Image segmentation entries:
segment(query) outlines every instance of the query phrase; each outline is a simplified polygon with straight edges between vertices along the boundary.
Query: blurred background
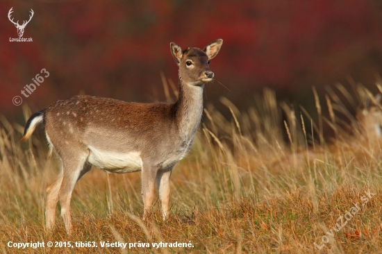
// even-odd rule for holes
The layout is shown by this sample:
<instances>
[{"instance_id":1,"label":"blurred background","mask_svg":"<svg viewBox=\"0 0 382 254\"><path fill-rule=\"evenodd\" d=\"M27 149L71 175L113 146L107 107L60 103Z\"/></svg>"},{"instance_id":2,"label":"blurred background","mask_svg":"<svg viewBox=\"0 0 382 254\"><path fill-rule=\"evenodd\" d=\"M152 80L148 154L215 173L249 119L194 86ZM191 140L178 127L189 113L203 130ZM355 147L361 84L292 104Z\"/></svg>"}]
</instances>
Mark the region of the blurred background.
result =
<instances>
[{"instance_id":1,"label":"blurred background","mask_svg":"<svg viewBox=\"0 0 382 254\"><path fill-rule=\"evenodd\" d=\"M18 37L11 7L19 24L33 10L23 36L32 42L10 42ZM224 40L210 64L219 82L206 87L218 109L223 96L246 109L269 87L314 111L312 86L322 94L360 83L376 92L382 73L380 0L1 0L0 13L0 110L20 124L15 96L33 111L78 94L165 101L161 74L178 83L171 42L203 49ZM50 76L22 96L43 68Z\"/></svg>"}]
</instances>

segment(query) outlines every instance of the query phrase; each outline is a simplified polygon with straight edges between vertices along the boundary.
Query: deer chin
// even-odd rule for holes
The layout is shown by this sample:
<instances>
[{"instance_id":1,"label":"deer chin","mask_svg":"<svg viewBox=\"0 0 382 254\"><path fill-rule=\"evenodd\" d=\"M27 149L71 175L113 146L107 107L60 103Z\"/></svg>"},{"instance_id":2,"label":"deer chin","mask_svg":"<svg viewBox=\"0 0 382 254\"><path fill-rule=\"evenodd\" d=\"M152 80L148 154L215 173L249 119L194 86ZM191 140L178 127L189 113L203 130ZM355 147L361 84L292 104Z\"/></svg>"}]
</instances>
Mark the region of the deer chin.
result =
<instances>
[{"instance_id":1,"label":"deer chin","mask_svg":"<svg viewBox=\"0 0 382 254\"><path fill-rule=\"evenodd\" d=\"M210 82L212 81L213 78L201 78L201 81L203 82Z\"/></svg>"}]
</instances>

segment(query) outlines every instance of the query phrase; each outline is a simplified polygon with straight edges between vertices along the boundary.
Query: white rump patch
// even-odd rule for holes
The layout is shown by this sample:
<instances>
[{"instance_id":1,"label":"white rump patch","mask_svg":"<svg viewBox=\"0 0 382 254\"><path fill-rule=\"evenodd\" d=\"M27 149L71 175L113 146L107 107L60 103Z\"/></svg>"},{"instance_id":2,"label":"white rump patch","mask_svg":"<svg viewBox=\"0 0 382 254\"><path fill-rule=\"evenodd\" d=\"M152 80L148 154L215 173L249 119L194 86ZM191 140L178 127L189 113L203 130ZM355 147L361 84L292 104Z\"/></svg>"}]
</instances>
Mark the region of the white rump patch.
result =
<instances>
[{"instance_id":1,"label":"white rump patch","mask_svg":"<svg viewBox=\"0 0 382 254\"><path fill-rule=\"evenodd\" d=\"M90 151L88 162L110 173L128 173L142 170L140 152L126 153L106 151L88 146Z\"/></svg>"}]
</instances>

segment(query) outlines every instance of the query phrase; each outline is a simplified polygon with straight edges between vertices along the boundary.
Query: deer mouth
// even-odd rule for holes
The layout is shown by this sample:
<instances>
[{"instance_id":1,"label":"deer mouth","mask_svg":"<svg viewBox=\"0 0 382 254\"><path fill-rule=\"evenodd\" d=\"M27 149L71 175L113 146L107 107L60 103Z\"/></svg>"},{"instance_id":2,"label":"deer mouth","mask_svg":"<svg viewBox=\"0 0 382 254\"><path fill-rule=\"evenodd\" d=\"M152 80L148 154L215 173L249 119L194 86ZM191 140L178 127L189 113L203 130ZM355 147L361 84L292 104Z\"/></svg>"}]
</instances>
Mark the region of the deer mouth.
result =
<instances>
[{"instance_id":1,"label":"deer mouth","mask_svg":"<svg viewBox=\"0 0 382 254\"><path fill-rule=\"evenodd\" d=\"M203 82L210 82L213 81L213 78L201 78L201 81Z\"/></svg>"}]
</instances>

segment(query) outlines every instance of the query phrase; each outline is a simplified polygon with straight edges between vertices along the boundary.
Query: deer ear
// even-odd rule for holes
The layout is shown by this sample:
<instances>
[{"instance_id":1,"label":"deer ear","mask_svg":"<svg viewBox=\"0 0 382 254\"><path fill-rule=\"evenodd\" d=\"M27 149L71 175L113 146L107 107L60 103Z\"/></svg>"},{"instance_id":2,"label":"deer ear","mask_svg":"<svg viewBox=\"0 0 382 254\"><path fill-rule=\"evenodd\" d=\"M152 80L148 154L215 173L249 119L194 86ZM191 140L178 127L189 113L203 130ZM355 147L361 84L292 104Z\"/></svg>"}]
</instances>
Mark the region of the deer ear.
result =
<instances>
[{"instance_id":1,"label":"deer ear","mask_svg":"<svg viewBox=\"0 0 382 254\"><path fill-rule=\"evenodd\" d=\"M223 40L217 40L215 42L210 43L204 48L204 49L203 49L203 51L206 53L208 57L208 59L213 59L216 56L216 55L217 55L217 53L219 53L222 44Z\"/></svg>"},{"instance_id":2,"label":"deer ear","mask_svg":"<svg viewBox=\"0 0 382 254\"><path fill-rule=\"evenodd\" d=\"M369 97L366 97L366 99L365 100L365 109L368 110L369 106L370 106L370 99Z\"/></svg>"},{"instance_id":3,"label":"deer ear","mask_svg":"<svg viewBox=\"0 0 382 254\"><path fill-rule=\"evenodd\" d=\"M171 42L169 44L169 48L171 49L171 53L172 54L174 60L175 60L176 64L179 65L183 56L182 49L174 42Z\"/></svg>"},{"instance_id":4,"label":"deer ear","mask_svg":"<svg viewBox=\"0 0 382 254\"><path fill-rule=\"evenodd\" d=\"M381 103L381 99L382 98L382 94L378 94L374 96L374 100L377 103Z\"/></svg>"}]
</instances>

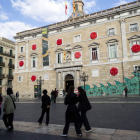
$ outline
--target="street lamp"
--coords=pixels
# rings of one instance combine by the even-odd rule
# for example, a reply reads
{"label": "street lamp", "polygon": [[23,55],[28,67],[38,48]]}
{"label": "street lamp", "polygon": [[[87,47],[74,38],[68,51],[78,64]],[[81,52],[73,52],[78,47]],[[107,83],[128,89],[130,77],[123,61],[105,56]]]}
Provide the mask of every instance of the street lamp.
{"label": "street lamp", "polygon": [[[39,79],[36,80],[37,81],[37,85],[38,85],[38,88],[40,87],[40,94],[39,94],[39,98],[41,96],[41,85],[44,84],[44,79],[42,79],[42,77],[40,76]],[[38,89],[39,91],[39,89]]]}
{"label": "street lamp", "polygon": [[[138,67],[135,67],[134,73],[138,74],[138,78],[139,78],[139,76],[140,76],[140,69]],[[139,95],[140,95],[140,79],[139,79]]]}
{"label": "street lamp", "polygon": [[85,90],[85,82],[88,81],[88,75],[85,74],[85,72],[83,71],[82,75],[80,75],[80,79],[81,81],[84,82],[84,90]]}

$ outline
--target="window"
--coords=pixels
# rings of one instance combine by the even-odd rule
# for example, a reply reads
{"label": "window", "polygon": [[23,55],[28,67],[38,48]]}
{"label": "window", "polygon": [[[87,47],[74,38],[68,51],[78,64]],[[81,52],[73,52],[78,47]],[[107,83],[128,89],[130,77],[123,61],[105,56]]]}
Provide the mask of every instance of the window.
{"label": "window", "polygon": [[138,30],[138,24],[135,23],[135,24],[130,24],[130,31],[131,32],[134,32],[134,31],[137,31]]}
{"label": "window", "polygon": [[3,53],[3,47],[0,47],[0,53]]}
{"label": "window", "polygon": [[81,41],[81,36],[80,35],[74,36],[74,42],[80,42],[80,41]]}
{"label": "window", "polygon": [[115,35],[115,29],[114,28],[111,28],[108,30],[108,35]]}
{"label": "window", "polygon": [[36,57],[33,57],[33,68],[36,67]]}
{"label": "window", "polygon": [[0,67],[0,75],[2,75],[2,67]]}
{"label": "window", "polygon": [[1,62],[1,63],[3,62],[3,57],[0,57],[0,62]]}
{"label": "window", "polygon": [[21,77],[21,76],[18,77],[18,81],[19,81],[19,82],[22,81],[22,77]]}
{"label": "window", "polygon": [[13,55],[13,50],[10,50],[10,55],[11,55],[11,56]]}
{"label": "window", "polygon": [[9,59],[9,64],[12,64],[12,59]]}
{"label": "window", "polygon": [[97,48],[92,48],[92,60],[98,60]]}
{"label": "window", "polygon": [[23,52],[23,47],[20,48],[20,52]]}
{"label": "window", "polygon": [[58,63],[61,63],[61,53],[58,53]]}
{"label": "window", "polygon": [[117,57],[117,50],[116,45],[109,45],[109,57],[116,58]]}
{"label": "window", "polygon": [[12,76],[12,69],[9,69],[9,75]]}
{"label": "window", "polygon": [[2,79],[0,79],[0,85],[2,85]]}

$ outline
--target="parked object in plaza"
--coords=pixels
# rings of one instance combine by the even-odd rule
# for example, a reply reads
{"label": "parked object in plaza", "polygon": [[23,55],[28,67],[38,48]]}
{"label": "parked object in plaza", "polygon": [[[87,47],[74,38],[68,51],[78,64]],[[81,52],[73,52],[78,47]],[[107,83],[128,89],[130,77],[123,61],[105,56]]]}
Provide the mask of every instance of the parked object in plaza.
{"label": "parked object in plaza", "polygon": [[19,92],[18,91],[16,92],[16,101],[17,100],[19,101]]}
{"label": "parked object in plaza", "polygon": [[43,90],[43,96],[42,96],[42,113],[41,113],[41,117],[39,118],[38,122],[40,125],[42,125],[42,120],[44,117],[44,114],[46,112],[46,125],[49,124],[49,118],[50,118],[50,104],[51,104],[51,99],[50,97],[47,95],[47,90],[44,89]]}
{"label": "parked object in plaza", "polygon": [[81,127],[82,127],[82,124],[84,124],[85,129],[86,129],[85,132],[91,132],[92,130],[89,125],[88,119],[86,117],[86,112],[90,110],[92,107],[91,107],[91,104],[89,103],[85,90],[82,87],[78,87],[78,92],[79,92],[78,110],[81,112],[81,119],[82,119]]}
{"label": "parked object in plaza", "polygon": [[14,112],[16,109],[15,105],[15,95],[13,94],[12,88],[7,89],[7,95],[4,98],[4,115],[3,121],[7,128],[7,130],[12,131],[13,127],[13,119],[14,119]]}
{"label": "parked object in plaza", "polygon": [[65,113],[65,126],[61,136],[67,136],[70,123],[74,123],[77,135],[82,136],[80,130],[81,118],[76,103],[77,95],[74,93],[74,87],[70,86],[64,101],[64,104],[68,105],[68,107]]}
{"label": "parked object in plaza", "polygon": [[127,93],[128,93],[127,87],[124,88],[124,91],[125,91],[125,97],[127,97]]}

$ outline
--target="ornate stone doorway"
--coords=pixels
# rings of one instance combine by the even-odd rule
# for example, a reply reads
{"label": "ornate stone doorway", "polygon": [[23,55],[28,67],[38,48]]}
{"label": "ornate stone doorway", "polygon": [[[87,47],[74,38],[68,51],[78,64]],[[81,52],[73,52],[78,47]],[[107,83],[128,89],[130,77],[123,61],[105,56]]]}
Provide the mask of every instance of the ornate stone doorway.
{"label": "ornate stone doorway", "polygon": [[74,86],[74,78],[71,74],[68,74],[65,77],[65,91],[66,92],[68,92],[70,86]]}

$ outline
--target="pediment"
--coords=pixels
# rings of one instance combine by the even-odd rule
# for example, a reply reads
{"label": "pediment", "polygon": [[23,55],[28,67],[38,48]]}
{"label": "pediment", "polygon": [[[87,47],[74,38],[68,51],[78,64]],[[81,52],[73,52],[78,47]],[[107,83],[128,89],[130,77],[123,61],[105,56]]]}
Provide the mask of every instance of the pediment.
{"label": "pediment", "polygon": [[37,53],[32,53],[30,56],[36,56],[36,55],[38,55]]}
{"label": "pediment", "polygon": [[133,35],[130,38],[128,38],[128,40],[137,39],[137,38],[140,38],[140,35]]}
{"label": "pediment", "polygon": [[74,49],[80,49],[80,48],[82,48],[81,45],[76,45],[76,46],[74,46],[72,49],[74,50]]}
{"label": "pediment", "polygon": [[62,52],[62,51],[64,51],[62,48],[58,48],[55,50],[55,52]]}
{"label": "pediment", "polygon": [[106,42],[106,44],[108,43],[114,43],[114,42],[118,42],[119,40],[118,39],[110,39]]}
{"label": "pediment", "polygon": [[99,46],[99,45],[100,45],[100,43],[93,42],[90,45],[88,45],[88,47],[90,47],[90,46]]}
{"label": "pediment", "polygon": [[18,58],[24,58],[25,56],[24,55],[20,55]]}

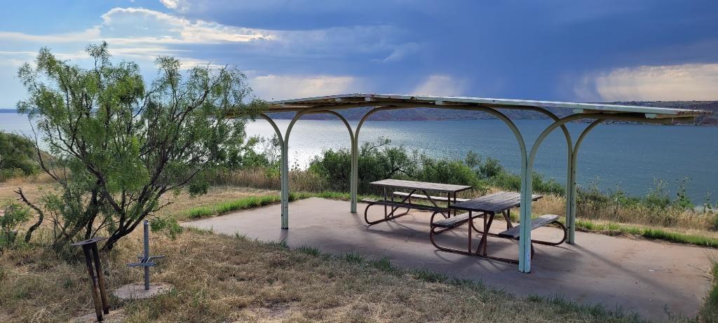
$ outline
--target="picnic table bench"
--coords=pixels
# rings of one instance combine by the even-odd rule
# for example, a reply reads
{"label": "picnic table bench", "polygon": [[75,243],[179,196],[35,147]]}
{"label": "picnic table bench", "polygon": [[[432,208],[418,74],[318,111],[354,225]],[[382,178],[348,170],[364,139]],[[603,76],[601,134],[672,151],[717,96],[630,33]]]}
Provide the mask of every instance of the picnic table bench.
{"label": "picnic table bench", "polygon": [[[451,205],[457,202],[466,200],[466,199],[457,198],[457,193],[471,189],[470,186],[467,185],[454,185],[404,179],[382,179],[381,181],[372,182],[370,184],[382,188],[383,200],[362,200],[361,202],[367,203],[366,208],[364,210],[364,220],[369,225],[394,220],[406,215],[411,209],[433,211],[434,213],[432,214],[431,218],[432,222],[434,222],[434,217],[437,214],[442,215],[444,218],[449,217],[452,212]],[[391,194],[388,194],[390,189],[393,191]],[[409,192],[393,191],[394,189],[404,189]],[[446,194],[446,196],[434,196],[429,194],[429,192]],[[401,197],[401,201],[396,201],[394,200],[395,197]],[[411,199],[426,200],[431,204],[426,205],[412,203]],[[439,206],[438,203],[445,204],[445,206]],[[373,221],[369,220],[368,210],[369,207],[373,205],[383,205],[384,217],[383,218]],[[406,208],[406,210],[400,214],[395,214],[397,210],[402,208]],[[454,210],[454,212],[455,214],[456,211]]]}
{"label": "picnic table bench", "polygon": [[[542,196],[539,195],[532,195],[532,200],[536,201]],[[521,225],[514,226],[511,223],[510,210],[513,207],[521,205],[521,195],[513,192],[498,192],[488,195],[482,196],[467,201],[460,202],[451,205],[451,208],[455,210],[467,211],[465,213],[456,215],[454,217],[441,219],[437,221],[432,221],[429,237],[434,245],[439,250],[452,253],[462,253],[477,257],[483,257],[491,259],[496,259],[512,263],[518,263],[517,260],[508,259],[505,258],[489,256],[487,252],[488,237],[493,236],[501,238],[518,240],[521,231]],[[497,213],[501,214],[506,221],[506,230],[498,233],[489,232],[491,224]],[[483,226],[481,230],[476,227],[475,219],[481,217]],[[559,242],[544,241],[539,240],[531,240],[531,256],[533,256],[533,243],[539,243],[548,245],[557,245],[566,241],[567,231],[566,227],[558,221],[559,216],[554,215],[544,215],[533,219],[531,221],[531,230],[549,225],[556,225],[563,231],[563,238]],[[466,250],[455,249],[452,248],[439,245],[437,243],[435,236],[443,231],[458,228],[468,223],[468,241]],[[472,233],[475,231],[481,235],[481,240],[475,251],[472,248]]]}

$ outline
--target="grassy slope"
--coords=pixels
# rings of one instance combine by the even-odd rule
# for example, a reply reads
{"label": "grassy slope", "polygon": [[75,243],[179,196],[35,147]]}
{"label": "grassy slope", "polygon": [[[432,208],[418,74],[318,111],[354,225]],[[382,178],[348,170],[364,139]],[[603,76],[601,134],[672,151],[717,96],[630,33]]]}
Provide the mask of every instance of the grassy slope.
{"label": "grassy slope", "polygon": [[[335,192],[320,193],[298,192],[290,194],[289,200],[310,197],[319,197],[335,200],[349,200],[349,195]],[[204,217],[215,216],[233,211],[259,207],[271,204],[279,203],[279,196],[276,195],[252,196],[238,200],[223,201],[214,205],[192,207],[184,212],[177,214],[180,220],[195,219]],[[679,243],[687,243],[701,247],[718,248],[718,238],[704,236],[699,234],[689,234],[671,232],[667,230],[646,228],[638,225],[625,225],[620,223],[603,223],[597,221],[578,220],[576,223],[578,230],[597,233],[605,233],[610,235],[631,235],[648,239],[657,239]]]}
{"label": "grassy slope", "polygon": [[705,303],[699,313],[699,322],[718,322],[718,259],[711,259],[713,268],[711,274],[713,276],[713,286],[706,296]]}
{"label": "grassy slope", "polygon": [[[141,271],[125,266],[139,239],[136,232],[103,256],[111,290],[140,281]],[[112,299],[129,322],[640,321],[561,299],[518,299],[355,254],[332,257],[197,230],[153,239],[152,252],[167,256],[152,269],[154,279],[175,288],[151,300]],[[66,262],[37,248],[0,257],[0,321],[62,321],[92,312],[80,259]]]}
{"label": "grassy slope", "polygon": [[[346,194],[333,192],[298,194],[292,198],[315,195],[347,198]],[[164,212],[186,220],[276,202],[279,197],[274,192],[215,188],[199,199],[178,199]],[[201,206],[191,207],[197,205]],[[616,230],[612,225],[601,229]],[[136,322],[451,322],[474,315],[490,322],[638,319],[562,299],[516,299],[440,274],[398,270],[386,261],[365,260],[359,255],[331,257],[312,248],[289,250],[241,237],[187,231],[174,240],[153,236],[153,253],[169,256],[154,277],[174,284],[177,289],[170,295],[146,302],[123,305],[113,300],[114,306],[125,307],[131,321]],[[125,266],[140,250],[139,239],[136,232],[104,256],[111,288],[141,281],[140,271]],[[0,322],[57,321],[91,312],[79,260],[65,261],[28,248],[0,256]],[[703,317],[718,312],[714,309],[717,303],[712,301],[716,293],[707,298]],[[437,298],[457,301],[442,305]],[[498,306],[500,302],[509,305]],[[437,314],[441,309],[446,311],[443,315]]]}

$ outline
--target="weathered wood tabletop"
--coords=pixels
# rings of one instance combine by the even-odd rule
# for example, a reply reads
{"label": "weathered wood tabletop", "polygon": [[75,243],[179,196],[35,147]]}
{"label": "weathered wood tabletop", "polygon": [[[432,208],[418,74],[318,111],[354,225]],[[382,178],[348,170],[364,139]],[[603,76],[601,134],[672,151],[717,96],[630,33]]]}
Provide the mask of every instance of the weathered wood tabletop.
{"label": "weathered wood tabletop", "polygon": [[[536,201],[543,197],[542,195],[534,194],[531,200]],[[458,202],[451,206],[453,209],[465,211],[487,212],[498,213],[506,210],[516,207],[521,204],[521,195],[516,192],[497,192],[471,199],[468,201]]]}
{"label": "weathered wood tabletop", "polygon": [[471,189],[470,186],[454,185],[452,184],[429,183],[426,182],[407,181],[404,179],[382,179],[369,183],[372,185],[384,187],[396,187],[407,189],[418,189],[421,191],[434,191],[452,192],[465,191]]}

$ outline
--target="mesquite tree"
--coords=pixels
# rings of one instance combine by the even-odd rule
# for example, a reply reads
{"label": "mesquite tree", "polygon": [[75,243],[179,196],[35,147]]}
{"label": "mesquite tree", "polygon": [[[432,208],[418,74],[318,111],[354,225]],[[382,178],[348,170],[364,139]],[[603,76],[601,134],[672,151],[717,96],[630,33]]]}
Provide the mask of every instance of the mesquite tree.
{"label": "mesquite tree", "polygon": [[34,67],[18,72],[29,94],[18,110],[33,121],[40,167],[60,188],[39,201],[17,192],[38,212],[38,225],[50,219],[56,248],[102,232],[111,249],[156,217],[168,193],[206,192],[211,169],[247,149],[246,118],[225,116],[251,116],[263,104],[250,100],[246,77],[234,68],[183,70],[161,57],[157,79],[146,85],[136,64],[111,61],[106,43],[87,52],[91,68],[42,49]]}

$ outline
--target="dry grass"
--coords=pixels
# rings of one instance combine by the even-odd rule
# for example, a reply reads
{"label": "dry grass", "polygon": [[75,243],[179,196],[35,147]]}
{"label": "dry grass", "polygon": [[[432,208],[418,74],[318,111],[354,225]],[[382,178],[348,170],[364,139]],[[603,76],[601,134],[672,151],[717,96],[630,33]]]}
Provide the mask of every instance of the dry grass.
{"label": "dry grass", "polygon": [[[242,187],[256,187],[262,189],[279,189],[278,174],[268,174],[264,169],[233,171],[220,174],[214,181],[219,185]],[[292,192],[325,192],[329,186],[317,175],[307,171],[293,170],[289,176]],[[495,187],[488,193],[502,189]],[[475,197],[480,193],[465,191],[460,197]],[[577,217],[584,220],[605,220],[619,223],[637,224],[645,226],[667,228],[683,230],[712,231],[717,221],[716,215],[699,213],[690,210],[674,207],[656,209],[643,205],[623,205],[612,202],[587,201],[577,205]],[[564,216],[566,200],[562,196],[544,195],[544,198],[533,204],[533,211],[536,214],[555,214]]]}
{"label": "dry grass", "polygon": [[[213,179],[212,184],[263,189],[279,189],[281,187],[279,174],[268,173],[263,168],[221,172]],[[289,172],[289,187],[301,192],[324,192],[329,188],[316,174],[297,169]]]}
{"label": "dry grass", "polygon": [[[564,197],[546,195],[534,202],[532,211],[536,214],[566,215],[566,199]],[[681,232],[701,232],[715,235],[712,228],[715,214],[699,213],[692,210],[679,210],[674,208],[657,210],[643,205],[629,207],[607,205],[586,203],[577,205],[577,217],[584,220],[635,224],[643,226],[667,228]]]}
{"label": "dry grass", "polygon": [[[140,250],[136,232],[103,256],[110,289],[139,281],[128,268]],[[332,257],[241,237],[187,231],[153,236],[167,255],[154,279],[174,285],[164,296],[122,304],[128,322],[634,322],[600,307],[517,299],[480,284],[392,268],[359,255]],[[92,312],[79,259],[38,249],[0,257],[0,320],[65,321]],[[445,301],[445,300],[451,301]]]}

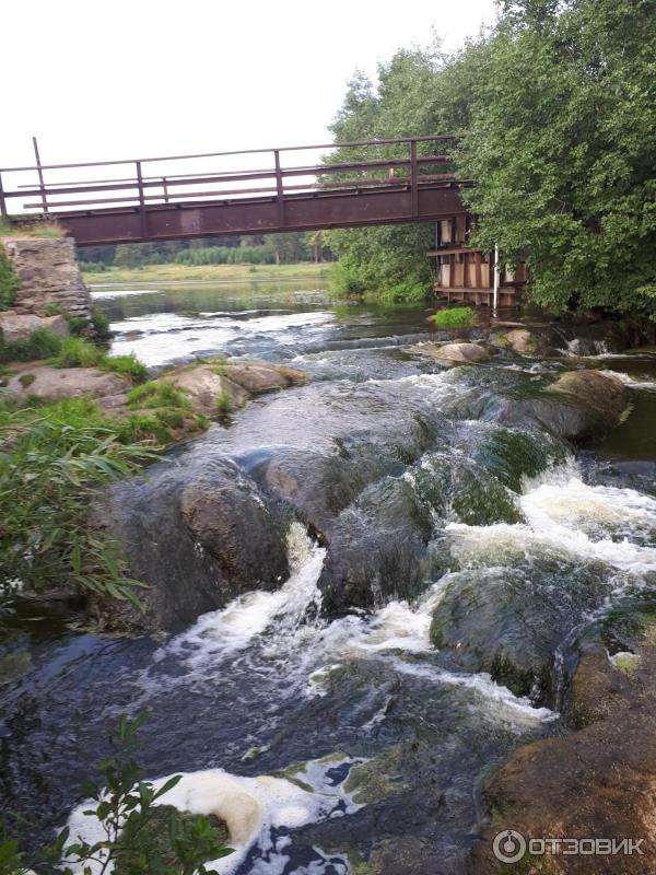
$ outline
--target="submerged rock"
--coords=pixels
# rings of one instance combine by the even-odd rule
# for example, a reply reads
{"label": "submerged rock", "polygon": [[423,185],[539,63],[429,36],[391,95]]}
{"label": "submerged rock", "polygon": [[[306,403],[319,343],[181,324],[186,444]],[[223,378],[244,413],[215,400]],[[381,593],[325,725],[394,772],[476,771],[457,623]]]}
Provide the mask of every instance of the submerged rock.
{"label": "submerged rock", "polygon": [[143,611],[92,603],[101,622],[131,630],[169,630],[251,590],[278,587],[288,574],[284,534],[261,493],[226,459],[202,471],[162,462],[149,481],[115,485],[96,513],[121,546]]}
{"label": "submerged rock", "polygon": [[548,392],[581,401],[613,422],[626,407],[625,384],[614,374],[600,371],[567,371],[549,386]]}
{"label": "submerged rock", "polygon": [[301,386],[308,381],[308,376],[304,371],[283,364],[270,364],[269,362],[232,362],[229,360],[222,365],[222,369],[230,381],[237,383],[251,395],[284,389],[289,386]]}
{"label": "submerged rock", "polygon": [[626,386],[612,374],[567,371],[548,386],[526,387],[490,409],[503,424],[534,422],[557,438],[582,441],[617,425],[628,405]]}
{"label": "submerged rock", "polygon": [[[553,875],[591,872],[644,875],[656,854],[656,635],[649,629],[639,648],[640,665],[628,677],[598,643],[584,652],[572,689],[572,713],[584,728],[566,737],[519,748],[488,779],[484,795],[491,822],[477,841],[472,873],[505,870],[493,853],[500,830],[524,837],[624,839],[641,853],[567,855],[522,861]],[[583,720],[582,720],[583,718]],[[588,851],[589,854],[589,851]],[[519,865],[519,864],[517,864]],[[519,870],[517,870],[519,871]],[[532,871],[532,870],[531,870]],[[535,870],[538,871],[537,868]]]}
{"label": "submerged rock", "polygon": [[600,569],[557,558],[456,572],[435,608],[431,641],[447,667],[487,672],[515,695],[551,704],[555,650],[602,593]]}
{"label": "submerged rock", "polygon": [[13,684],[32,668],[32,656],[26,651],[4,653],[0,656],[0,684]]}
{"label": "submerged rock", "polygon": [[457,364],[468,364],[490,358],[490,351],[480,343],[421,343],[412,347],[413,352],[430,355],[433,359],[443,359]]}
{"label": "submerged rock", "polygon": [[194,410],[206,417],[221,412],[221,404],[226,410],[243,407],[250,397],[242,386],[218,374],[208,364],[174,371],[166,374],[163,382],[173,383],[181,389]]}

Directions:
Report each line from the rows above that contains the word "region", treating uppercase and lowercase as different.

Correct output:
Mark the region of the blurred background.
Mark the region of the deer chin.
Mark the region of the white rump patch.
Mark the region of the deer mouth.
Mark the region of the deer ear.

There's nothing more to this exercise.